• _Document text_
The more I write about Britain’s moral, educational and cultural decline, the more I run up against that decline in action.
For the past few weeks I have been re-launching my 19-year-old book The Abolition of Britain. This, my first venture between hard covers, has defied its many enemies by surviving in print for almost two decades. Now I’ve added an afterword which can be summed up as: “I told you so when there was still time to do something. Now it’s too late”.
When I first wrote this careful account of how cultural and moral revolution had affected everything in this country from sex to prayers, noted agents would not handle it and major (and minor) publishers would not publish it. One even wrote me an angry letter denouncing me for even suggesting the idea to him.
When I eventually found an agent prepared to take on something so toxic to the zeitgeist, the late and much-missed David Miller, he was astonished by the hostility he met. But in the end Naim Attallah’s Quartet bravely took the risk, the Mail on Sunday (for which I was not working in those days) agreed to serialise it – and it went on to sell many, many thousands and to be published in the United States.
…….
I still remember a long day in a chilly west London warehouse just before Christmas 1999, signing huge piles of copies before despatch, until my wrist and fingers were so tired I could barely continue. I say this not to boast – well, not much – but to contrast it with the ignorant abuse, misrepresentation and plain obstruction I received from the cultural elite.
I was told at the time that I was “harking back to a golden age”, that I “longed to return to the 1950s” and that I was opposed to central heating. In fact I have no wish to return to the 1950s, which I remember well as an unlovely era of gristle and chilblains, smelling strongly of overflowing ashtrays and damp mackintoshes. And I have central heating at home.
…….
Nobody who had actually read the book could have said any of these stupid things about it. But ever since, all those who would have gained most by reading it have used these false claims to persuade themselves never to open it. Since then I must have said or written (in prominent places) 10,000 times that I have no wish to return to the past, but that I felt we had chosen, and are still choosing, the wrong future. Nobody paid any attention.
They actually wanted to ignore what I was really saying. They saw the worrying future as a price worth paying for the temporary pleasures of the present. This is why, some years later, I abandoned plans for a book to be titled “How to Change your Mind”. Why write a self-help manual explaining to people how to do something nobody wanted to do?
…….

• _Assigned task_
Could you carry the column on Britain's cultural decline further, picking up after its last sentence?

• _Supplied data_
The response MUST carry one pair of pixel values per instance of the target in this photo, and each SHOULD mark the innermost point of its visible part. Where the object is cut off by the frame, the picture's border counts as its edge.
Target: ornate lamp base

• _Solved exercise_
During my relaunch, I have found that this silly “back to the 1950s” rubbish still persists. First on BBC Radio 4’s Today programme, and then on ITV’s Good Morning Britain, famously dominated by that astonishing figure of our times, Piers Morgan, I was interviewed and challenged by people who genuinely think the book is a nostalgist plea.
This was most farcical on Piers Morgan’s show, where I was simultaneously assailed for things I hadn’t said by two presenters and a guest historian, who told me I was insane. I do love this sort of amateur Freudianism, but thought I would object to it. And this led to a great moment of revelation.
I’d complained at the beginning that I had had “geysers of slime” directed against me when I first wrote the book. But it seemed that the Morgan gang thought I had been referring to them as “geezers of slime”, and so reckoned that calling me mad was just recompense for this. Against such total misunderstandings even archangels fight in vain. All I could do was laugh and hope somebody out there watching realised what was happening.
…….
I must enjoy it, really, though it doesn’t always feel that way. Or why would I now be publishing another book which suggests that our reverence for Winston Churchill and the goodness of World War II might be a bit misplaced?
Perhaps most dangerous of all, I criticise Britain’s deliberate bombing of German civilians. An amazing number of people say both that it wasn’t deliberate (oh yes it was) and that it was justified (oh no it wasn’t). How long will it take, do you think, before I am falsely accused of wishing that Hitler had won?
Yet was there ever anything worth saying or writing which did not bear these risks? Again and again the moment comes, as you study the archive, or just put two and two together, when an unwelcome and distressing conclusion forms in your mind. It would be so easy to suppress that conclusion, knowing what would happen if you pursued it and brought it into the light. But it would be wrong.